* Exercise tasks:
**1)** In the passage about the Vallejo People's Garden, update the text from "The rainbow, a" up to and including "such as Vallejo.", changing "rosemary" to "lavender".
**2)** List the international regions the garden article names as volunteer opportunities for residents.

* Given passage:
============
Vallejo People’s Garden founder Vilma Aquino and Kaiser physician Dr. Sarah Jones shares a common goal — to get people to eat the rainbow.

The rainbow, a diet that includes healthy foods, herbs and produce, could be made up of the flower petals. Aquino might offer someone while giving them a tour of the garden. That might include the calendula, collard green, or rosemary flowers.

The community garden has stood on Mare Island since 2009, and since 2014 it’s also served as a community volunteer site for medical students pursuing family medicine accreditation through the Kaiser Permanente Napa-Solano Family Medicine Residency Program.

At the root of the program is a message Kaiser began marketing itself with during the residency’s inaugural year: That its health care providers have an understanding of “glocality,” a mashup of “global” and “local,” in order to serve diverse communities. , such as Vallejo.

Medical students from Touro University previously helped in starting the garden; Aquino said she sees the partnership with Kaiser as an extension that began in 2014 after having received an email request for collaboration from a former Vallejo physician.

Residents participate in weekly volunteer work and are required to complete a two-week community medicine rotation during the second of their three years in the program.

Some of the options for residents to volunteer at include La Clínica Vallejo and the community garden. Residents can also volunteer internationally, with opportunities in Latin America, Vietnam and Africa.

“This was part of our residency DNA,” Jones said. “We really want to pay back the community where we serve locally and be involved with our community to raise the health awareness, as well as health status, of the patients that we serve.”

Aquino said she was enthusiastic about the proposal from the start in part because she understood that the first-hand learning experiences for the residents would translate to them recommending healthy foods to patients.

The partnership also plays a part in addressing an issue that has challenged Vallejo for more than a decade: promoting and getting healthy foods to low-income parts of the city.

The Food Empowerment Project, a national nonprofit based in San Luis Obispo, found in a 2019 report that higher-income parts of Vallejo had easier access to grocery stores than lower-income neighborhoods — the city, overall, also lacks access to fruits and vegetables .

Aquino grows produce that is healthy for residents to inform patients on — she grows Jerusalem artichoke, which is low in sugar, and uses it to make faux-mashed potatoes — and she promotes the physicality of gardening itself.

“I prescribe medication all the time. But you know what my greatest joy is? To get people off medicines,” Jones said. “My greatest joy is to help people have that ‘a-ha’ moment, that they can be empowered to have the life that they want, with fewer medicines, through their lifestyle.”

The garden has been the venue for residency graduations and parties, but one of its more sentimental attachments is a tree honoring early residency program graduate Ethan Sellers, who died in a car crash three years ago on the fourth of July — less than a week after. graduating.

Part of the garden’s beauty, Aquino said, is the emotional benefit it provides to visitors. It’s why she’s working with the city’s military veterans to host potlucks and opportunities to do volunteer work.

Kaiser’s program also requires residents to conduct a community research project. Past focuses have been on academic burnout and sexually transmitted disease transmission rates. Jones said the garden’s partnership with local veterans could offer students a new focus area: Post Traumatic Stress Disorder.

“With PTSD, being in nature helps them,” Aquino said, “because they act like little kids when they come in here. I don’t know what it is — something magical happens.”
============
* Data extract:
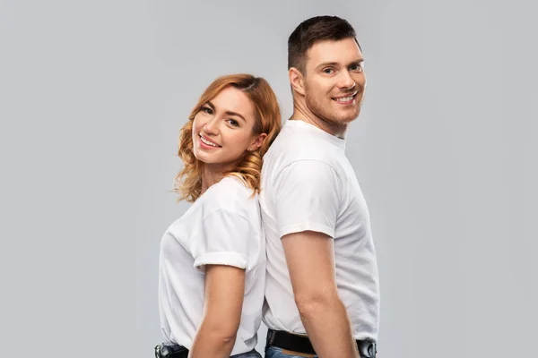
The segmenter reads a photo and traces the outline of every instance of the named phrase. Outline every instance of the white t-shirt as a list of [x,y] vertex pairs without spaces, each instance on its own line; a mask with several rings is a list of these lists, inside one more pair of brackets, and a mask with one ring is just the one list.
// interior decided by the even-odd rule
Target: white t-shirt
[[231,354],[254,349],[264,303],[265,241],[257,194],[237,177],[212,185],[161,242],[159,309],[166,343],[191,349],[204,311],[204,265],[246,269],[241,321]]
[[263,320],[270,328],[306,334],[281,238],[306,230],[321,232],[334,239],[338,294],[355,339],[377,341],[376,251],[368,208],[344,149],[344,140],[289,120],[264,157],[260,206],[267,277]]

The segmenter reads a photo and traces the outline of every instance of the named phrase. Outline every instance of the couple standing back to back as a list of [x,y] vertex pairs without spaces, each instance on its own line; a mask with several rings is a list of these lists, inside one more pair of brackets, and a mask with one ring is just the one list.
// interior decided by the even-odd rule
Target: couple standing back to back
[[293,115],[262,78],[215,80],[182,128],[176,190],[193,202],[161,243],[159,357],[375,357],[379,288],[345,134],[366,88],[351,25],[288,40]]

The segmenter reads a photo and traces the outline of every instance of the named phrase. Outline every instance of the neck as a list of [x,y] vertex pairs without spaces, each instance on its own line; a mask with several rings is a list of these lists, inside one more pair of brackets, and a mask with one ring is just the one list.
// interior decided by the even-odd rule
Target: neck
[[212,170],[209,166],[204,166],[204,170],[202,171],[202,192],[200,194],[204,193],[210,186],[219,181],[219,175],[221,173],[221,172]]
[[347,124],[335,124],[316,115],[308,109],[304,100],[298,100],[295,97],[293,98],[293,114],[290,120],[306,122],[340,139],[345,139],[348,129]]

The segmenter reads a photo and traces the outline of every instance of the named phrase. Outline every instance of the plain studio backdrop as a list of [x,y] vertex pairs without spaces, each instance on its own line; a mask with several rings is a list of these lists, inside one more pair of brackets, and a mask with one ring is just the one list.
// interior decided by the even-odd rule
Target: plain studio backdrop
[[287,38],[318,14],[349,20],[366,59],[346,150],[378,255],[379,357],[535,356],[527,3],[0,2],[0,356],[152,356],[160,240],[187,208],[169,192],[179,128],[230,72],[266,78],[287,119]]

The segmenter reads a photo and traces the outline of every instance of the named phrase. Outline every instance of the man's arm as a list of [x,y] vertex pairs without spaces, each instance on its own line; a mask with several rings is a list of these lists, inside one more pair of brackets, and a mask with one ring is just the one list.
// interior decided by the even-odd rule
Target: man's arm
[[241,320],[245,270],[232,266],[205,266],[204,316],[189,358],[228,358]]
[[295,303],[300,319],[320,358],[357,358],[346,309],[334,280],[333,239],[303,231],[282,238]]

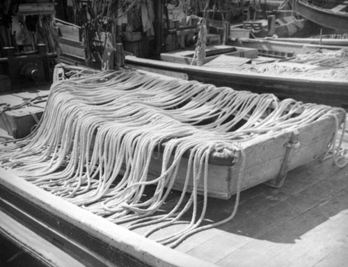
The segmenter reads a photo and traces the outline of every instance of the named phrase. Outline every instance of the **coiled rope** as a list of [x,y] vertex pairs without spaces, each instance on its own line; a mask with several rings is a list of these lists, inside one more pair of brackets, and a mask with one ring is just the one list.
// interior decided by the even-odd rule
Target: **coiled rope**
[[282,64],[278,62],[263,64],[244,64],[238,68],[239,70],[258,73],[276,73],[298,75],[306,77],[337,78],[348,79],[348,51],[342,49],[335,52],[322,53],[319,52],[298,54],[288,62],[315,65],[329,68],[309,69],[306,65]]
[[[62,78],[52,85],[39,127],[27,138],[3,148],[0,164],[45,190],[130,229],[152,226],[145,234],[148,237],[182,223],[182,216],[190,211],[191,221],[184,229],[156,240],[162,244],[175,247],[190,235],[235,216],[247,160],[244,143],[248,140],[333,116],[336,133],[328,149],[335,162],[340,160],[336,151],[342,142],[336,145],[335,138],[342,109],[292,99],[280,102],[271,94],[134,72],[84,73],[78,70],[74,77]],[[163,150],[161,171],[150,179],[152,158],[159,156],[159,147]],[[207,208],[209,158],[214,151],[227,151],[239,162],[236,201],[228,218],[200,226]],[[160,208],[184,155],[188,163],[182,193],[174,207],[163,214]],[[200,184],[204,191],[200,212]],[[154,193],[144,199],[150,185]]]

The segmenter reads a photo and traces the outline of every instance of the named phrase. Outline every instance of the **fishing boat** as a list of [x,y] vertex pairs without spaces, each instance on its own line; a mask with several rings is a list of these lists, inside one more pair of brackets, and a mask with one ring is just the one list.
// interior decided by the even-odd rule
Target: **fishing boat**
[[[76,67],[70,67],[67,70],[71,72],[74,68],[78,72],[81,70],[81,68]],[[87,73],[92,82],[95,84],[95,79],[91,77],[94,72]],[[56,74],[61,77],[61,71],[56,71]],[[132,81],[134,81],[135,84],[139,82],[135,79],[139,77],[139,75],[144,75],[136,74],[130,79],[130,84],[128,86],[132,88]],[[153,82],[157,79],[163,78],[153,76]],[[170,82],[176,80],[173,78],[166,79],[169,79]],[[58,81],[60,78],[54,79]],[[188,82],[184,81],[180,82],[182,84],[189,84]],[[68,84],[68,82],[67,84]],[[203,86],[199,83],[191,82],[190,84],[197,86]],[[86,96],[86,94],[84,95]],[[295,105],[298,105],[296,102],[292,101],[292,102]],[[306,105],[303,107],[304,109],[307,108]],[[288,107],[292,109],[291,105]],[[272,109],[276,109],[276,106],[271,105],[270,108],[271,109],[266,112],[267,114],[269,114],[268,112],[271,114]],[[299,109],[292,114],[292,117],[301,116],[301,110],[302,108]],[[273,186],[279,187],[284,183],[288,171],[312,161],[313,159],[322,158],[328,145],[333,143],[333,138],[334,138],[333,135],[338,128],[336,123],[341,124],[345,116],[343,109],[329,108],[328,110],[334,112],[332,114],[333,116],[330,115],[329,112],[326,116],[319,117],[303,126],[293,128],[290,131],[285,130],[284,132],[279,132],[271,136],[260,135],[244,142],[243,150],[245,151],[245,165],[242,160],[242,158],[229,151],[228,148],[213,151],[209,158],[209,181],[207,181],[207,186],[210,192],[209,194],[214,197],[228,199],[236,193],[239,194],[240,190],[245,190],[251,187],[255,188],[256,185],[266,181],[269,181]],[[285,113],[288,112],[290,110],[284,110]],[[299,113],[297,114],[298,112]],[[252,116],[252,114],[246,114],[244,119],[248,120],[248,118],[250,119]],[[260,119],[262,119],[262,116]],[[242,123],[242,125],[244,124],[245,122]],[[164,147],[159,148],[158,151],[155,151],[151,167],[149,169],[150,178],[151,176],[158,177],[159,174],[161,174],[160,166],[163,165],[162,159],[164,158],[161,154],[161,149],[165,149],[165,142],[162,144],[162,146]],[[187,160],[184,158],[184,160]],[[169,162],[171,161],[171,160],[169,160]],[[182,174],[185,173],[184,169],[187,166],[186,162],[184,162],[182,168],[179,170],[177,187],[173,189],[182,189],[184,177]],[[324,168],[334,171],[332,163],[330,164],[331,165],[330,168],[327,169],[327,164]],[[241,168],[243,171],[240,171]],[[244,176],[243,178],[242,178],[242,174]],[[318,178],[315,177],[315,178]],[[237,186],[238,181],[242,182],[239,184],[240,188]],[[191,186],[189,185],[189,188],[192,188]],[[203,187],[204,185],[200,184],[198,191],[203,192]],[[256,191],[255,189],[251,189],[251,190],[246,190],[248,192],[246,194],[250,194],[251,196],[254,197],[259,194],[260,196],[262,194],[262,190],[259,187],[258,190],[261,191],[258,193],[258,189]],[[277,189],[277,190],[281,192],[283,190]],[[284,190],[287,192],[287,189]],[[287,190],[289,190],[288,188]],[[237,247],[229,245],[226,246],[226,249],[222,249],[221,243],[227,242],[230,244],[232,240],[231,238],[237,236],[233,232],[226,231],[232,225],[230,223],[225,224],[223,228],[213,228],[203,231],[200,235],[194,234],[187,242],[178,246],[177,249],[171,249],[141,236],[142,233],[147,231],[146,227],[144,227],[145,229],[141,227],[139,229],[132,231],[127,230],[122,224],[117,225],[100,215],[93,214],[84,207],[79,207],[72,203],[69,203],[67,199],[58,197],[54,194],[40,188],[11,171],[10,169],[0,169],[0,192],[1,192],[0,199],[1,206],[1,216],[0,216],[1,219],[0,220],[2,222],[0,224],[0,232],[1,234],[8,238],[9,236],[6,235],[12,233],[11,239],[15,240],[18,245],[25,247],[27,251],[30,251],[34,257],[42,260],[45,259],[46,262],[58,265],[163,266],[200,265],[209,266],[215,266],[214,264],[216,264],[220,266],[228,266],[236,262],[234,261],[236,261],[236,258],[232,252],[234,250],[238,250],[238,247],[246,245],[251,241],[248,237],[242,238],[239,241],[237,238],[235,241],[232,242]],[[219,194],[216,194],[216,192]],[[330,192],[332,192],[332,191]],[[146,194],[150,194],[150,192],[145,192]],[[294,192],[290,194],[294,194]],[[204,202],[203,197],[205,199],[205,197],[198,197],[202,203]],[[180,193],[173,190],[171,197],[166,199],[166,206],[165,205],[164,208],[170,208],[168,207],[173,206],[173,203],[180,198]],[[210,199],[209,201],[212,201],[213,207],[211,211],[216,211],[216,207],[220,206],[221,208],[221,205],[228,208],[228,211],[224,211],[223,209],[219,209],[221,213],[215,214],[214,220],[219,220],[221,217],[226,217],[225,213],[231,213],[232,210],[233,210],[232,214],[235,214],[236,209],[232,208],[233,205],[231,205],[230,201],[214,201]],[[281,204],[280,199],[278,201],[279,201],[278,204]],[[258,201],[260,201],[260,199]],[[237,201],[236,203],[235,206],[238,206]],[[296,214],[296,212],[294,213]],[[8,214],[11,214],[12,217],[9,217]],[[13,220],[13,218],[15,220]],[[345,216],[341,217],[342,220],[344,218]],[[245,218],[242,220],[245,220]],[[251,218],[250,220],[254,219]],[[181,222],[181,224],[182,223],[184,222]],[[209,222],[205,223],[209,223]],[[276,222],[276,224],[279,223],[280,221]],[[245,224],[245,221],[242,224]],[[157,237],[160,238],[173,231],[177,231],[180,225],[163,229],[158,233]],[[24,236],[26,238],[31,236],[31,240],[35,241],[35,243],[41,243],[35,245],[38,245],[37,247],[30,245],[33,244],[33,242],[28,243],[25,238],[17,238],[16,234],[19,231],[21,234],[25,232]],[[207,255],[204,255],[205,253],[204,251],[201,251],[201,253],[194,252],[196,247],[198,250],[201,250],[200,245],[202,243],[205,243],[212,238],[213,238],[212,243],[208,243],[210,245],[204,245],[203,247],[207,245],[206,249],[209,251],[215,251],[212,247],[214,247],[214,240],[217,238],[219,245],[216,245],[216,248],[220,250],[222,254],[220,252],[219,255],[216,254],[214,257],[207,257]],[[46,249],[42,249],[45,247]],[[47,248],[52,247],[59,248],[57,254],[46,252]],[[227,257],[230,254],[231,257]],[[239,260],[242,261],[242,259],[240,258]]]
[[[294,63],[289,59],[297,54],[313,52],[318,48],[329,51],[329,49],[343,47],[289,44],[247,38],[241,38],[236,42],[239,43],[239,45],[207,47],[207,55],[204,59],[205,64],[203,66],[191,64],[194,54],[193,49],[162,53],[160,61],[132,56],[126,56],[125,61],[128,66],[133,68],[157,73],[167,73],[183,79],[212,84],[217,86],[227,86],[237,90],[247,90],[258,93],[271,93],[281,99],[291,98],[306,102],[347,107],[348,91],[346,89],[348,82],[344,79],[314,77],[310,75],[303,76],[286,73],[258,73],[245,71],[240,68],[241,66],[250,66],[253,65],[251,64],[253,62],[255,66],[262,66],[278,61],[280,61],[278,62],[279,66],[292,68]],[[224,52],[221,52],[221,49],[223,51],[225,49]],[[214,51],[217,52],[214,54]],[[223,59],[218,58],[219,52],[225,54],[223,55]],[[214,65],[214,62],[217,63]],[[323,69],[322,66],[308,64],[296,66],[300,68],[304,66],[308,67],[309,70]],[[326,67],[326,69],[329,71],[331,68]]]
[[345,1],[331,9],[320,8],[305,0],[296,0],[290,4],[296,13],[307,20],[324,27],[345,33],[348,31],[347,3]]

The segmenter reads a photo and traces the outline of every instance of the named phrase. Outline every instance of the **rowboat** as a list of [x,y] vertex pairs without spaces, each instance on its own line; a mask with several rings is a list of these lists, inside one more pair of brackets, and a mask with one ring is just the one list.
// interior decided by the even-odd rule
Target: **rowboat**
[[[90,73],[92,74],[93,72]],[[340,124],[345,112],[342,109],[335,110],[338,111],[336,118]],[[301,110],[299,112],[301,113]],[[327,146],[332,142],[335,123],[334,117],[324,116],[291,131],[271,137],[260,137],[245,142],[243,148],[246,160],[242,180],[239,177],[242,164],[240,158],[226,153],[226,150],[223,153],[214,151],[209,156],[208,176],[212,178],[208,181],[209,194],[222,199],[230,198],[238,191],[238,180],[242,181],[241,189],[243,190],[266,181],[273,186],[281,186],[287,171],[322,157]],[[153,157],[149,171],[150,178],[158,176],[161,165],[161,150],[156,151]],[[183,168],[177,174],[176,189],[182,187],[187,160],[184,158]],[[202,185],[198,191],[202,192]],[[2,222],[0,233],[15,240],[20,245],[24,244],[24,247],[34,257],[46,262],[61,266],[215,266],[212,260],[203,260],[190,255],[191,253],[183,253],[185,245],[192,245],[191,242],[184,243],[179,250],[159,245],[141,236],[141,232],[145,229],[127,230],[122,224],[115,224],[46,192],[19,177],[10,169],[0,168],[0,192]],[[178,196],[173,191],[171,197],[174,195]],[[168,199],[168,205],[171,206],[171,201],[176,199]],[[221,204],[218,202],[217,205]],[[25,236],[30,236],[31,241],[40,241],[40,243],[38,242],[38,247],[35,247],[31,243],[18,238],[20,236],[18,233],[22,229]],[[172,231],[175,231],[175,228],[170,227],[160,234],[165,235]],[[12,233],[12,236],[9,236],[8,233]],[[193,241],[193,243],[200,243],[194,237]],[[45,246],[46,248],[40,251],[40,248]],[[46,252],[54,247],[59,248],[56,255]]]
[[[240,44],[243,46],[239,46]],[[247,90],[258,93],[271,93],[280,99],[291,98],[305,102],[315,102],[341,107],[347,107],[348,82],[347,80],[310,75],[257,73],[237,69],[238,66],[247,63],[248,59],[249,62],[253,60],[257,61],[260,58],[258,56],[259,54],[277,56],[278,59],[283,61],[279,63],[280,65],[291,66],[292,63],[287,62],[287,58],[293,57],[298,54],[315,51],[318,47],[328,49],[338,49],[339,47],[297,43],[289,45],[288,43],[281,42],[255,40],[255,39],[243,39],[242,43],[239,43],[239,45],[217,46],[218,50],[223,47],[230,51],[226,52],[225,54],[232,56],[225,58],[226,61],[221,63],[221,66],[218,68],[212,65],[210,65],[212,66],[203,65],[200,67],[190,65],[193,54],[193,50],[163,53],[161,55],[161,61],[126,56],[125,61],[129,66],[132,68],[161,74],[166,73],[173,77],[197,80],[217,86],[230,86],[237,90]],[[228,50],[233,47],[235,47],[234,52],[231,52]],[[214,50],[214,48],[212,48],[212,50]],[[211,56],[207,56],[205,59],[205,62],[216,59],[217,56],[219,54],[214,54]],[[246,61],[241,61],[242,59]],[[262,60],[265,61],[262,63],[262,61],[255,62],[257,65],[261,66],[267,61],[274,62],[278,59],[264,57]],[[227,63],[228,60],[228,63]],[[238,65],[239,63],[241,64]],[[230,68],[227,68],[228,64]],[[301,65],[303,66],[304,65]],[[308,68],[311,68],[313,66],[308,66]],[[330,68],[328,68],[328,70]]]
[[320,26],[343,33],[348,31],[347,1],[331,9],[320,8],[305,0],[296,0],[290,4],[293,6],[294,10],[299,15]]

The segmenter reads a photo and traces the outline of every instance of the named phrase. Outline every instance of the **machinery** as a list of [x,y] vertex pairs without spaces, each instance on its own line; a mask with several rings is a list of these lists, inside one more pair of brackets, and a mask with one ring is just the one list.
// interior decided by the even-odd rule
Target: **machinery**
[[1,91],[52,82],[58,45],[50,24],[54,3],[47,1],[7,0],[0,4]]

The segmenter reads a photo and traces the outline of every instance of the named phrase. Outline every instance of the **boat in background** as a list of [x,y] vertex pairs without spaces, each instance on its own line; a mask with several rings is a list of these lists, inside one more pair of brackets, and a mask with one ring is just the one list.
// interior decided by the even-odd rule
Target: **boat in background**
[[308,20],[340,32],[348,32],[347,1],[331,9],[315,6],[306,0],[295,0],[290,4],[297,14]]
[[[161,60],[141,59],[126,56],[128,66],[168,75],[190,80],[212,84],[217,86],[229,86],[236,90],[246,90],[254,93],[269,93],[280,99],[294,98],[304,102],[324,104],[348,108],[348,80],[328,79],[294,74],[260,73],[241,69],[242,64],[257,66],[269,63],[278,63],[281,68],[303,68],[323,70],[323,66],[300,64],[290,59],[299,54],[314,53],[317,49],[340,49],[342,47],[320,46],[317,45],[282,44],[265,40],[243,42],[243,47],[216,46],[216,51],[225,54],[214,54],[214,47],[208,47],[208,54],[203,66],[191,65],[193,49],[162,53]],[[232,49],[235,51],[232,51]],[[326,50],[325,50],[326,51]],[[214,64],[215,63],[215,64]],[[331,68],[327,67],[328,71]]]

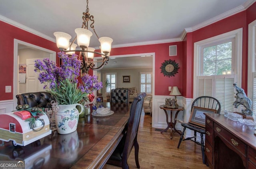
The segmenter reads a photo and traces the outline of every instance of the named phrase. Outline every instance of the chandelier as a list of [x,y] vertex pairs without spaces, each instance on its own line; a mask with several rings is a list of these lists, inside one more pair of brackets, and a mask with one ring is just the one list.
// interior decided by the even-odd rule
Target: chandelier
[[[94,23],[94,16],[92,15],[90,16],[89,13],[88,2],[88,0],[87,0],[86,12],[83,12],[83,23],[82,27],[75,30],[76,36],[72,42],[69,42],[71,39],[71,36],[67,33],[56,32],[53,34],[56,37],[57,46],[61,51],[63,51],[70,55],[74,54],[76,52],[80,52],[78,59],[81,60],[81,56],[82,59],[82,60],[81,60],[80,69],[84,70],[86,73],[88,73],[90,68],[93,70],[99,70],[102,69],[104,65],[108,64],[108,61],[109,60],[109,54],[111,50],[111,43],[113,42],[113,40],[110,38],[103,37],[99,38],[93,25]],[[90,38],[92,36],[92,33],[88,30],[89,21],[92,22],[90,26],[100,43],[100,48],[101,53],[95,52],[95,48],[89,47]],[[74,42],[76,40],[78,46],[80,48],[80,50],[76,49],[77,45],[74,44]],[[94,54],[101,56],[102,58],[102,60],[94,61]],[[96,62],[102,63],[100,66],[96,67]]]

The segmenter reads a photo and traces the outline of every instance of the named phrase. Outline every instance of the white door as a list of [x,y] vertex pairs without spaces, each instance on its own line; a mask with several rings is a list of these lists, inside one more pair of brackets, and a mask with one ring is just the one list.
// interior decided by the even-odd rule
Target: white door
[[44,84],[41,84],[38,80],[38,72],[35,72],[35,60],[43,60],[44,58],[27,59],[26,60],[26,93],[45,91]]

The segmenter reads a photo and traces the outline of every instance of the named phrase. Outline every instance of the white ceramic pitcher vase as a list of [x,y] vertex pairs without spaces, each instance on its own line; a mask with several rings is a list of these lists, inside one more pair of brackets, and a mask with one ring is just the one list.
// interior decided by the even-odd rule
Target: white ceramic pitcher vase
[[[81,107],[80,112],[76,108]],[[79,115],[82,113],[83,106],[80,104],[59,105],[55,113],[55,121],[58,132],[61,134],[68,134],[76,130]]]

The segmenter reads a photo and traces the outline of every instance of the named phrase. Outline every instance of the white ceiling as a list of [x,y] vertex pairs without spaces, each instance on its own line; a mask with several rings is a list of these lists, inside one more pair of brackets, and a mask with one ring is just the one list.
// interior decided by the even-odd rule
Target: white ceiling
[[[255,0],[90,0],[99,37],[112,47],[180,41],[184,29],[193,31],[244,10]],[[55,41],[53,33],[75,36],[85,0],[0,0],[0,20]],[[90,46],[98,48],[94,35]]]

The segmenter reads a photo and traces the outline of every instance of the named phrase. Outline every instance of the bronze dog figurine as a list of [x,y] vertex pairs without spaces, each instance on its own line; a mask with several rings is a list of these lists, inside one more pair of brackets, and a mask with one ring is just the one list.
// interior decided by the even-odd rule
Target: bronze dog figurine
[[242,104],[246,108],[245,110],[242,110],[242,112],[248,115],[252,115],[253,113],[251,107],[252,102],[249,98],[247,97],[246,94],[244,93],[244,90],[242,88],[236,86],[236,84],[233,84],[234,87],[237,92],[236,93],[236,100],[234,101],[233,105],[235,106],[235,108]]

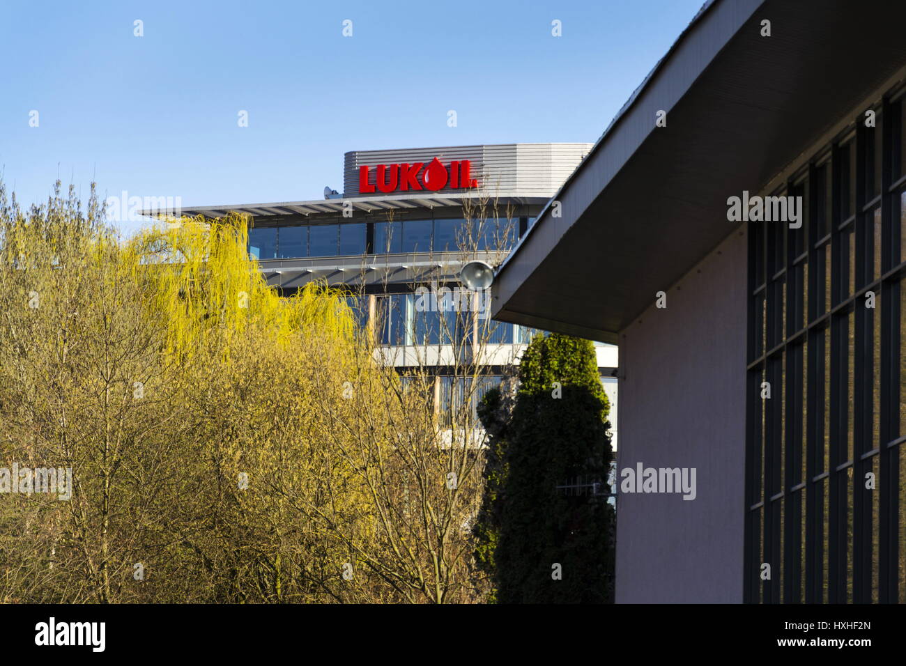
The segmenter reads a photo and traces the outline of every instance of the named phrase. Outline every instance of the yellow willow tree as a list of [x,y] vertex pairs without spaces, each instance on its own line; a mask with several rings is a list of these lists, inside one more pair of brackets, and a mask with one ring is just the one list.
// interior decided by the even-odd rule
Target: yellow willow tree
[[335,363],[347,410],[361,350],[338,294],[279,299],[246,238],[183,219],[122,244],[93,188],[23,211],[0,184],[0,467],[72,471],[68,500],[0,496],[0,599],[335,598],[343,545],[285,497],[368,528],[309,379]]
[[[217,601],[338,599],[330,583],[344,545],[288,497],[367,529],[366,496],[326,446],[316,408],[326,399],[350,411],[344,378],[367,350],[342,294],[313,284],[280,298],[246,241],[246,219],[231,216],[169,220],[130,244],[134,270],[155,284],[147,308],[167,322],[166,355],[193,387],[185,407],[202,446],[191,476],[208,479],[187,521],[195,529],[161,559],[176,563],[172,576],[189,560]],[[315,367],[334,377],[327,396],[314,395]]]

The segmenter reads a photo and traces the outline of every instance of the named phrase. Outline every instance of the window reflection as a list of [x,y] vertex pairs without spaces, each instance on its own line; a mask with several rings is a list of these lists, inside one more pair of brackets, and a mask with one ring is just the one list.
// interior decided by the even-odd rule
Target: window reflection
[[258,259],[274,259],[277,256],[277,230],[274,227],[248,230],[248,252]]
[[408,219],[402,223],[402,251],[431,251],[431,220]]
[[307,227],[281,227],[278,232],[277,241],[281,257],[308,256]]
[[346,256],[365,254],[366,231],[364,223],[340,225],[340,254]]
[[308,230],[309,256],[336,256],[339,225],[317,225]]

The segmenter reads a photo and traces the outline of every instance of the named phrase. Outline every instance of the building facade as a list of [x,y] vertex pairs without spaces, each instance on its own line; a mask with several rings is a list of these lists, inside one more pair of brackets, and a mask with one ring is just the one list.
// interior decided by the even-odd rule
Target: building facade
[[[489,300],[470,300],[460,269],[476,259],[500,264],[590,150],[586,143],[528,143],[353,151],[344,156],[342,193],[326,188],[323,199],[182,213],[250,215],[249,252],[284,294],[314,280],[348,289],[384,362],[403,374],[416,368],[434,373],[444,419],[458,396],[467,393],[474,402],[498,383],[533,333],[492,322]],[[477,391],[457,376],[460,353],[480,354],[471,358],[481,367]],[[597,354],[615,436],[616,347],[599,343]]]
[[618,602],[906,602],[904,19],[706,3],[496,273],[619,343],[622,478],[697,472],[618,481]]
============
* Results for each task:
**1)**
The rainbow, a diet that includes healthy foods, herbs and produce, could be made up of the flower petals. Aquino might offer someone while giving them a tour of the garden. That might include the calendula, collard green, or lavender flowers.

The community garden has stood on Mare Island since 2009, and since 2014 it’s also served as a community volunteer site for medical students pursuing family medicine accreditation through the Kaiser Permanente Napa-Solano Family Medicine Residency Program.

At the root of the program is a message Kaiser began marketing itself with during the residency’s inaugural year: That its health care providers have an understanding of “glocality,” a mashup of “global” and “local,” in order to serve diverse communities. , such as Vallejo.

**2)**
Latin America
Vietnam
Africa